● THE DATA:
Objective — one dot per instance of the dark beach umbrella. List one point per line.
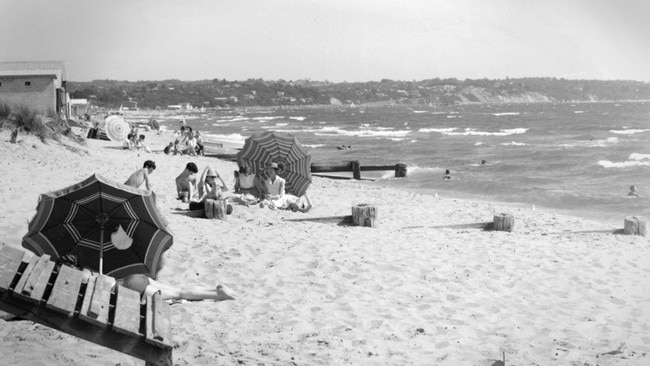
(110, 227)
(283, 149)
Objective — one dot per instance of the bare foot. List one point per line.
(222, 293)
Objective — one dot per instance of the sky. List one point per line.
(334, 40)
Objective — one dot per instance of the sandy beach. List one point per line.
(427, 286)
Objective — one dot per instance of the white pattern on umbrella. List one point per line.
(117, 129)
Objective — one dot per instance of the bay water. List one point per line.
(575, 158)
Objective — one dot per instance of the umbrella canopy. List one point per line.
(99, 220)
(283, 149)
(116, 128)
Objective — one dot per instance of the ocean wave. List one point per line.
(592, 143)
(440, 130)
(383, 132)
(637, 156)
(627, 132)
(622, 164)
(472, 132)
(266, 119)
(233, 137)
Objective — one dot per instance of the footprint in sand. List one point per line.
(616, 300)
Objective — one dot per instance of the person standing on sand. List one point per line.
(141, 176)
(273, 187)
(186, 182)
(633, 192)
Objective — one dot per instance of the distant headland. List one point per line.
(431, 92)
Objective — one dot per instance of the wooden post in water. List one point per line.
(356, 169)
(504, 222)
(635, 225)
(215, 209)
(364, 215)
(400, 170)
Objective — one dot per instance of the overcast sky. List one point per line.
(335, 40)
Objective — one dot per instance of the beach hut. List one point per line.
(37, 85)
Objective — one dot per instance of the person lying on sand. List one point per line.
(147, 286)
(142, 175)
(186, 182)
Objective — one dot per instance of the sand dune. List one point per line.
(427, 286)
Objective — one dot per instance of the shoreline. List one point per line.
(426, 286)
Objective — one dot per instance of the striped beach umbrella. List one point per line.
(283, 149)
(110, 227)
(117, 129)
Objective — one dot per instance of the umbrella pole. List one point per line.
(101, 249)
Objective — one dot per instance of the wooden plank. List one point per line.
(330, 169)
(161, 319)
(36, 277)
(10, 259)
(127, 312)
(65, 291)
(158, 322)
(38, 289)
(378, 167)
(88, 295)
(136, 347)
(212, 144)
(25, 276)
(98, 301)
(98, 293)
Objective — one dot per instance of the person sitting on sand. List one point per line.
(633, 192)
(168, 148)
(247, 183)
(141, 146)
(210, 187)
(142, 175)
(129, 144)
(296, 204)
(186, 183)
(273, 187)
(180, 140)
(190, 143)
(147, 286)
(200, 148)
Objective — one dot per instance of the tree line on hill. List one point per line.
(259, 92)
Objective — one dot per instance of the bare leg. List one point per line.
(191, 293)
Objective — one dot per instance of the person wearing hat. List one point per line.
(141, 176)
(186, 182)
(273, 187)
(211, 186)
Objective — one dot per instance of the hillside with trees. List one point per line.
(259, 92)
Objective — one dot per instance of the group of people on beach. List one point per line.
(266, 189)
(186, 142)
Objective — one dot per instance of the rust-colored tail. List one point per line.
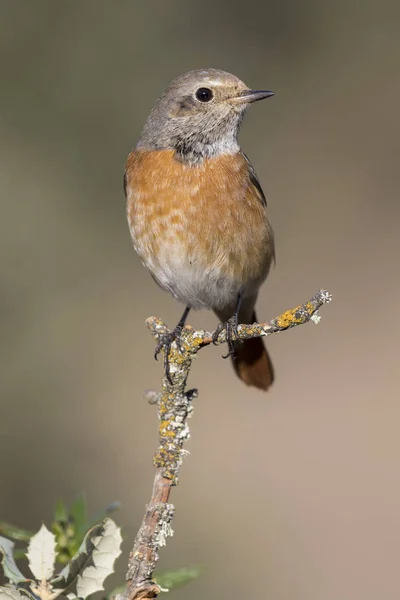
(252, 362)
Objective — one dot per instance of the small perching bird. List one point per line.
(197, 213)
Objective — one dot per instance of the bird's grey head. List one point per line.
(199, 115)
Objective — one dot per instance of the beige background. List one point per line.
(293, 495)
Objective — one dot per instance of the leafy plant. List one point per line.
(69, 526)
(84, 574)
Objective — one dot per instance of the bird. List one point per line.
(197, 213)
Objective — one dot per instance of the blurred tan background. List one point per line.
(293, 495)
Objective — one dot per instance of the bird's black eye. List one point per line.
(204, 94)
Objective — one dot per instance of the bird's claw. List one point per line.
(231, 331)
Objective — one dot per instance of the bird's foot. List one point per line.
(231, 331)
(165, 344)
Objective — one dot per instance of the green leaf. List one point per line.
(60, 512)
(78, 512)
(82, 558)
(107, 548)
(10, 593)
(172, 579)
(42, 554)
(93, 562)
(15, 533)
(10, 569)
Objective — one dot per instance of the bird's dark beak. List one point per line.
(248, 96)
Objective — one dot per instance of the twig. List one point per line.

● TASK:
Would you mind transcribing the material exactly, without the pictures?

● OUTPUT BELOW:
Objective — one dot per instance of the dark beach umbrella. List one point per line.
(110, 227)
(283, 149)
Objective — one dot per instance of the bare foot. List one point per line.
(222, 293)
Objective — one dot per instance of the sky. List one point per line.
(334, 40)
Objective — one dot per instance of the sandy beach. List one point per line.
(427, 286)
Objective — one dot per instance of the white pattern on umbrella. List one point per line.
(117, 129)
Objective — one dot per instance of the bay water. List one point per line.
(575, 158)
Objective — one dot per instance of the umbrella canopy. List one point per line.
(99, 220)
(283, 149)
(116, 128)
Objective — one dot per instance of the ocean wave. List one point per line.
(592, 143)
(440, 130)
(383, 132)
(637, 156)
(627, 132)
(622, 164)
(472, 132)
(266, 119)
(233, 137)
Objective — one dot per instance of the footprint in sand. List one point per line.
(616, 300)
Objective — one dot per instance of the person standing on sand. List one point per line.
(141, 176)
(273, 187)
(186, 182)
(633, 192)
Objective — one dot per instance of the distant headland. List one point per line.
(431, 92)
Objective — one dot per instance of the wooden post in water. List one point per line.
(356, 169)
(504, 222)
(635, 225)
(215, 209)
(364, 215)
(400, 170)
Objective — one dot per instance of the overcast sky. List one point per line.
(335, 40)
Objective — one dot per instance of the beach hut. List one point per line.
(37, 85)
Objective — one dot per instance of the person lying on sand. List one point per line.
(147, 286)
(142, 175)
(186, 182)
Objective — one dot per instance of the sand dune. List one point per line.
(427, 286)
Objective — one dot per instance of the shoreline. List one point per line.
(426, 286)
Objective — one dot per instance of the striped beach umbrella. List one point per line.
(283, 149)
(110, 227)
(117, 129)
Objective — one dot per instance of the umbrella pole. List one point per line.
(101, 249)
Objective — one dot per instance of the wooden plank. List one point per line.
(330, 169)
(161, 319)
(36, 277)
(10, 259)
(127, 312)
(65, 291)
(158, 322)
(38, 289)
(378, 167)
(88, 295)
(136, 347)
(212, 144)
(25, 276)
(98, 301)
(98, 293)
Objective — one dot per instance of the person sitting on sand. List one point per line.
(633, 192)
(168, 148)
(247, 183)
(141, 146)
(210, 187)
(142, 175)
(129, 144)
(296, 204)
(186, 183)
(273, 187)
(180, 140)
(190, 143)
(147, 286)
(200, 148)
Objective — one dot per instance of the tree line on hill. List one point per line.
(259, 92)
Objective — one dot per instance of the bare leg. List one point per line.
(191, 293)
Objective — one dot per instance of the person wearing hat. List one point per line.
(141, 176)
(186, 182)
(273, 187)
(211, 186)
Objective — one dot per instance of the hillside with trees. List one point per line.
(259, 92)
Objective — one dot per instance of the group of people on beach. List one point per line.
(266, 189)
(186, 142)
Objective — one dot per instance of the rust-colored tail. List one point per line.
(252, 362)
Objective — one dot per instance of the small perching bird. List one point per line.
(197, 213)
Objective — one dot per instance of the bird's grey head. List one point per line.
(199, 115)
Objective — one dot per instance of the beige background. List one point per line.
(293, 495)
Objective — one dot per instance of the leafy plant. List one point per line.
(69, 526)
(84, 574)
Objective — one dot per instance of the bird. List one point per line.
(197, 213)
Objective — one dot per instance of the blurred tan background. List one point per line.
(293, 495)
Objective — one dot per instance of the bird's black eye. List one point per line.
(204, 94)
Objective — one dot per instance of the bird's claw. List one point per line.
(231, 331)
Objective — one dot per instance of the bird's foot. List one point per line.
(231, 331)
(165, 344)
Objective — one dot per instance of the green leaf. List one point per line.
(60, 512)
(78, 512)
(82, 558)
(107, 548)
(10, 593)
(172, 579)
(42, 554)
(93, 562)
(15, 533)
(10, 569)
Objective — one dot per instance of the bird's dark beak. List one point per line.
(248, 96)
Objective — one dot per instance of the twig. List one point per line.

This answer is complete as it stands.